## BEGIN Document section
Posts Tagged ‘Istanbul’

Mehmet + Instanbul = Amazing!

Executive coaching is about helping business leaders see from a different perspective.  It reminds me a little bit of my tour guide Mehmet last month in Istanbul.

We were walking along the gardens between Topkapi Palacein the Blue Mosque and Mehmet told me to stop and turn around.  We had the most spectacular view of historic Istanbul overlooking the Bosphorus Strait.

It reminded me a little bit of the coaching journey I take with executives and family businessowners.  Like Mehmet I have been on many tours and usually know just the right place to ask people to stop and take a look.  Without him I would’ve walked right by that spot and missed an important vantage point.

I know it’s human nature to think we can figure it out ourselves, and many times we can.  But having Mehmet along made the process go simpler, quicker and more enjoyable.  I could have wandered around and seen many sites, but his expertise made the journey so much more fruitful.

And again like coaching, he turned me back out on my own in the city the second day but because of his guidance and experience, I was able to navigate with more confidence and ease.
## END Document section
## BEGIN Extracted information
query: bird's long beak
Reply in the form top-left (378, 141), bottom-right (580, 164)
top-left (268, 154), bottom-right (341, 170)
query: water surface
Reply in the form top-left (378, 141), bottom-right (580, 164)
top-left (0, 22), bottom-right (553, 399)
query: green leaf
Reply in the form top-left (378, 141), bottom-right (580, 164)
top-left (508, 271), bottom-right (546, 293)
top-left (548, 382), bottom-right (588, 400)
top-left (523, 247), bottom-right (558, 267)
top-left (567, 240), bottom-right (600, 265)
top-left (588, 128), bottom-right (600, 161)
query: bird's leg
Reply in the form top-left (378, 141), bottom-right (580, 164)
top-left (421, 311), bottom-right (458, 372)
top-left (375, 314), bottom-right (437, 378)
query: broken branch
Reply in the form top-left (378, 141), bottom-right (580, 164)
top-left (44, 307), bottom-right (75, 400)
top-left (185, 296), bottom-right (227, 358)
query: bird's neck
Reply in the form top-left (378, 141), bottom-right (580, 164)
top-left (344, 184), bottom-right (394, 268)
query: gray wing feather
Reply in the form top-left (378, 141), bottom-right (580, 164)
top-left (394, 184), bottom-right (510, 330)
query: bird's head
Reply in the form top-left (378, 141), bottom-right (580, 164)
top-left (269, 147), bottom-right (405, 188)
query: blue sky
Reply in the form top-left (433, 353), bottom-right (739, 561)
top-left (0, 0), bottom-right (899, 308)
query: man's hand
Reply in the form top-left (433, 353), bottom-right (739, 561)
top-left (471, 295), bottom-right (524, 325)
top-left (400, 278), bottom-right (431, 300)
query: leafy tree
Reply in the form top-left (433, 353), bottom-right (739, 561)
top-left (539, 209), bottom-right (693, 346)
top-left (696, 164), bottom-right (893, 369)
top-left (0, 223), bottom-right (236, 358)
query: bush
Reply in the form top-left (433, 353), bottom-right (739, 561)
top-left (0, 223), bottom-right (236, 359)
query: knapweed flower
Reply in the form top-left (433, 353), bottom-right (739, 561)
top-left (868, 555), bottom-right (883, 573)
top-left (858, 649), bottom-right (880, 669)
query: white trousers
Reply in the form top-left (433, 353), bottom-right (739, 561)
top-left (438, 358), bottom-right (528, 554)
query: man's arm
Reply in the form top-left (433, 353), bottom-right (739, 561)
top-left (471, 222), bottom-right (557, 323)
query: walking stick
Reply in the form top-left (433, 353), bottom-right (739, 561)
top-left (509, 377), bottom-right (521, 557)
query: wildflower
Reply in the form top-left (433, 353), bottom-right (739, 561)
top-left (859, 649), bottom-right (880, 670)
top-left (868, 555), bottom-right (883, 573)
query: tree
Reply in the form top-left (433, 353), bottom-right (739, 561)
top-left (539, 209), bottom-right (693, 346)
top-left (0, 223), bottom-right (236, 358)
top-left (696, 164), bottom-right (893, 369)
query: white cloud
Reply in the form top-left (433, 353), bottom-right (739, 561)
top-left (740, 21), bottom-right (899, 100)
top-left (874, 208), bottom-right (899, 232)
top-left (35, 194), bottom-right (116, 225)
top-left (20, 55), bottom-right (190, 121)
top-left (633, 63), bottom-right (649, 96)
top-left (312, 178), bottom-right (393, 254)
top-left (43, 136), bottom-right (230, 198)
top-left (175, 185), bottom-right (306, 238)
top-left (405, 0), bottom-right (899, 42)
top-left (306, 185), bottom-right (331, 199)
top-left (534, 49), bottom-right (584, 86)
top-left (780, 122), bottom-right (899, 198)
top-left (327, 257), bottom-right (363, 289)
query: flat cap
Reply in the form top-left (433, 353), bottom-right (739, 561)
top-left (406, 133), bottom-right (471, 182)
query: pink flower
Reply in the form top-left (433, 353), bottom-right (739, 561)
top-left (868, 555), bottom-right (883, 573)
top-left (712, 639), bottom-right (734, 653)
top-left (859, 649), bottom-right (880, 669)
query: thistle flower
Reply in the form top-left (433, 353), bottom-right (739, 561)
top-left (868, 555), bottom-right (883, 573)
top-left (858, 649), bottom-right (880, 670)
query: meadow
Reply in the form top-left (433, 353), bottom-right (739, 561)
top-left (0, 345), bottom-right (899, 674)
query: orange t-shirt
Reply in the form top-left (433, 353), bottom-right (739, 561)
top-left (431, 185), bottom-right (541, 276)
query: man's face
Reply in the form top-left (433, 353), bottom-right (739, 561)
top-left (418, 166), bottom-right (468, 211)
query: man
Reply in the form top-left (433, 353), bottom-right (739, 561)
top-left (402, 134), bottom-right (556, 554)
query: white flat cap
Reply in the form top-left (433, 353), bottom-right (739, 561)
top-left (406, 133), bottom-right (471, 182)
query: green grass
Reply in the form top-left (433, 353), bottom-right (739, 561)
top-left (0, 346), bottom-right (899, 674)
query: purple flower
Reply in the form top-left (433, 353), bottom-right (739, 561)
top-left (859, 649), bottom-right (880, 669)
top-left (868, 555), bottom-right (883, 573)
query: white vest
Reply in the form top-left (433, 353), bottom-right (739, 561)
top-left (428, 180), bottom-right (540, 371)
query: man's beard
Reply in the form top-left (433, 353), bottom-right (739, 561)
## END Extracted information
**Written tasks:**
**A)** Rewrite the paragraph of the Istanbul post that begins "I know it's human nature" as a shorter version that keeps its main facts.
**B)** Output everything in the Istanbul post from "Executive coaching is" down to "the Bosphorus Strait.", copied word for word.

**Responses per task:**
**A)** People tend to think they can figure things out alone, and often they can. Still, having Mehmet along made the tour simpler, quicker and more enjoyable. His expertise made the journey far more fruitful than wandering around alone.

**B)**
Executive coaching is about helping business leaders see from a different perspective.  It reminds me a little bit of my tour guide Mehmet last month in Istanbul.

We were walking along the gardens between Topkapi Palacein the Blue Mosque and Mehmet told me to stop and turn around.  We had the most spectacular view of historic Istanbul overlooking the Bosphorus Strait.